● **TASK REQUIREMENTS**
Please copy out every line of text in the data below word for word, omitting the images from your reply.
>> Begin DATA EXCERPTS
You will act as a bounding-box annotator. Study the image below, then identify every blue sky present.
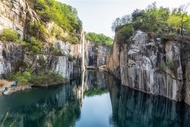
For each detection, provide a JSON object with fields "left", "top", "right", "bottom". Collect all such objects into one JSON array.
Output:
[{"left": 58, "top": 0, "right": 190, "bottom": 37}]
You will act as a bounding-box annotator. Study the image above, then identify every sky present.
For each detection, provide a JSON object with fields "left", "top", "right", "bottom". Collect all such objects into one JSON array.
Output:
[{"left": 57, "top": 0, "right": 190, "bottom": 38}]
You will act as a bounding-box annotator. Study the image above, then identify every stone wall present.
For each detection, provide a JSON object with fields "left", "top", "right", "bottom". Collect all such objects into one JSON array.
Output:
[{"left": 108, "top": 31, "right": 184, "bottom": 101}]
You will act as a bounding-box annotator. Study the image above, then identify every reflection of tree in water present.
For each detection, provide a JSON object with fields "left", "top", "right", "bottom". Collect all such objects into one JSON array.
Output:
[
  {"left": 109, "top": 76, "right": 190, "bottom": 127},
  {"left": 0, "top": 82, "right": 80, "bottom": 127},
  {"left": 0, "top": 71, "right": 108, "bottom": 127}
]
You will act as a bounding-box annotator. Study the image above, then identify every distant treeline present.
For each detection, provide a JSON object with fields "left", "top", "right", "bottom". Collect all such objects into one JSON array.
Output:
[
  {"left": 112, "top": 2, "right": 190, "bottom": 40},
  {"left": 28, "top": 0, "right": 82, "bottom": 33}
]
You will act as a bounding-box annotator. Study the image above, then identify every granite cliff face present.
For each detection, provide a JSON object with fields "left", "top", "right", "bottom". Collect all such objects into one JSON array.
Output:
[
  {"left": 0, "top": 42, "right": 81, "bottom": 79},
  {"left": 0, "top": 0, "right": 38, "bottom": 39},
  {"left": 107, "top": 31, "right": 189, "bottom": 103},
  {"left": 85, "top": 41, "right": 111, "bottom": 67}
]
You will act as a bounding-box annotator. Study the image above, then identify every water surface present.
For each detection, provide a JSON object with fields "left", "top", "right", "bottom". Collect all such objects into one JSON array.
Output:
[{"left": 0, "top": 71, "right": 190, "bottom": 127}]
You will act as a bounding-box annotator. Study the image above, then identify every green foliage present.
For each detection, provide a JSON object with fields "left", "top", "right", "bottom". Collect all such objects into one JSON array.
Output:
[
  {"left": 0, "top": 28, "right": 18, "bottom": 42},
  {"left": 29, "top": 37, "right": 42, "bottom": 53},
  {"left": 66, "top": 36, "right": 80, "bottom": 44},
  {"left": 166, "top": 60, "right": 176, "bottom": 71},
  {"left": 112, "top": 3, "right": 190, "bottom": 35},
  {"left": 53, "top": 47, "right": 63, "bottom": 56},
  {"left": 30, "top": 70, "right": 67, "bottom": 86},
  {"left": 29, "top": 21, "right": 47, "bottom": 41},
  {"left": 118, "top": 24, "right": 134, "bottom": 43},
  {"left": 85, "top": 32, "right": 113, "bottom": 46},
  {"left": 8, "top": 69, "right": 32, "bottom": 84},
  {"left": 34, "top": 0, "right": 82, "bottom": 33}
]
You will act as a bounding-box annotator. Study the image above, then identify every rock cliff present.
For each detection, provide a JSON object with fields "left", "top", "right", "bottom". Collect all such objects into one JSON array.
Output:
[
  {"left": 108, "top": 31, "right": 189, "bottom": 103},
  {"left": 85, "top": 41, "right": 111, "bottom": 67}
]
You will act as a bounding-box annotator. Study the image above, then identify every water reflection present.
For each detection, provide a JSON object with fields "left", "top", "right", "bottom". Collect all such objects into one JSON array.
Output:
[
  {"left": 0, "top": 71, "right": 107, "bottom": 127},
  {"left": 109, "top": 76, "right": 190, "bottom": 127},
  {"left": 0, "top": 71, "right": 190, "bottom": 127}
]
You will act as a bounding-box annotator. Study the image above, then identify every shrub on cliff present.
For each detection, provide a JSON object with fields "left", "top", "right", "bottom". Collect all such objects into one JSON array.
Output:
[
  {"left": 0, "top": 28, "right": 18, "bottom": 42},
  {"left": 118, "top": 24, "right": 135, "bottom": 43},
  {"left": 85, "top": 32, "right": 113, "bottom": 46}
]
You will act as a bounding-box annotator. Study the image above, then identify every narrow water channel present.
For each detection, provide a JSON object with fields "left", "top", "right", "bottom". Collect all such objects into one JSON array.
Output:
>> End DATA EXCERPTS
● **TASK SOLUTION**
You will act as a bounding-box annotator. Study the image below, then identify every blue sky present.
For each detection, provide a JSON object with fields "left", "top", "right", "bottom". Collect all such objects into one JSON array.
Output:
[{"left": 58, "top": 0, "right": 190, "bottom": 37}]
You will act as a bounding-box annotator. Study the image above, then identify every sky present.
For each detection, provide a JSON object with fields "left", "top", "right", "bottom". Collect all such objects into one JSON array.
Output:
[{"left": 57, "top": 0, "right": 190, "bottom": 38}]
You will act as a bounding-box annotator. Study the image above, then identify every stone wall present.
For each detection, provide a JSON object with fields "left", "top", "right", "bottom". Collect all such objects into one JSON array.
Output:
[{"left": 108, "top": 31, "right": 184, "bottom": 101}]
You will act as a bounding-box annotator. Study the image above, then identify every reflection of tree in water present.
For each detection, provide a JSON object with fields "left", "top", "right", "bottom". Collect all such objects into one JSON array.
Output:
[
  {"left": 109, "top": 76, "right": 190, "bottom": 127},
  {"left": 0, "top": 82, "right": 80, "bottom": 127},
  {"left": 0, "top": 71, "right": 108, "bottom": 127}
]
You will act as a bounding-box annotator. Study the image above, then identify every distant treeline present.
For each detection, provide a JSON object with fields "left", "top", "right", "bottom". Collect all such objects into one JSON array.
Output:
[
  {"left": 112, "top": 2, "right": 190, "bottom": 40},
  {"left": 28, "top": 0, "right": 82, "bottom": 33}
]
You will act as a bounding-box annotator. Study the image above, then identify every granite cliff face present.
For each detection, provide a JSON object with fields "left", "top", "right", "bottom". Collect all such objects into one JSON array.
Output:
[
  {"left": 0, "top": 42, "right": 81, "bottom": 79},
  {"left": 0, "top": 0, "right": 38, "bottom": 39},
  {"left": 107, "top": 31, "right": 189, "bottom": 103},
  {"left": 85, "top": 41, "right": 111, "bottom": 67}
]
You will act as a bounding-box annotator. Study the image above, then identify every water surface present.
For each detection, provide a JSON object with fields "left", "top", "right", "bottom". Collect all such objects into one JSON array.
Output:
[{"left": 0, "top": 71, "right": 190, "bottom": 127}]
You will act as a bounding-box annotator. Study the image above, then identify every green foliage present.
For each detection, provide a JSON object with fields "left", "top", "right", "bottom". Collect all such objects into one JSON array.
Output:
[
  {"left": 0, "top": 28, "right": 18, "bottom": 42},
  {"left": 29, "top": 37, "right": 42, "bottom": 53},
  {"left": 66, "top": 36, "right": 80, "bottom": 44},
  {"left": 166, "top": 60, "right": 176, "bottom": 71},
  {"left": 112, "top": 3, "right": 190, "bottom": 35},
  {"left": 53, "top": 47, "right": 63, "bottom": 56},
  {"left": 30, "top": 70, "right": 67, "bottom": 86},
  {"left": 29, "top": 21, "right": 47, "bottom": 41},
  {"left": 118, "top": 24, "right": 134, "bottom": 43},
  {"left": 85, "top": 32, "right": 113, "bottom": 46},
  {"left": 8, "top": 69, "right": 32, "bottom": 84},
  {"left": 34, "top": 0, "right": 82, "bottom": 33}
]
You will act as a bounding-box annotator. Study the image above, then identify every rock cliff present.
For each detection, provide a JSON object with fields "left", "top", "right", "bottom". Collect all such objects into one JSON array.
Output:
[
  {"left": 108, "top": 31, "right": 189, "bottom": 103},
  {"left": 85, "top": 41, "right": 111, "bottom": 67}
]
You will act as a bounding-box annotator. Study the image above, then identify every water reflection present.
For each detection, provide a JSON object with fields "left", "top", "right", "bottom". Collect all such objects into one JSON array.
Output:
[
  {"left": 0, "top": 71, "right": 107, "bottom": 127},
  {"left": 109, "top": 76, "right": 190, "bottom": 127},
  {"left": 0, "top": 71, "right": 190, "bottom": 127}
]
You will act as a bounding-box annotator. Study the image above, then identify every shrub on cliff present.
For each detection, provide a JSON object with fields "left", "top", "right", "bottom". Collect all such objects into one JSON array.
Output:
[
  {"left": 0, "top": 28, "right": 18, "bottom": 42},
  {"left": 118, "top": 24, "right": 135, "bottom": 43},
  {"left": 85, "top": 32, "right": 113, "bottom": 46}
]
You will act as a bounding-box annotator. Study the image above, then identify every narrow water channel present.
For each detection, provide a JSON object with fields "left", "top", "right", "bottom". Collect all such objects into one JSON array.
Output:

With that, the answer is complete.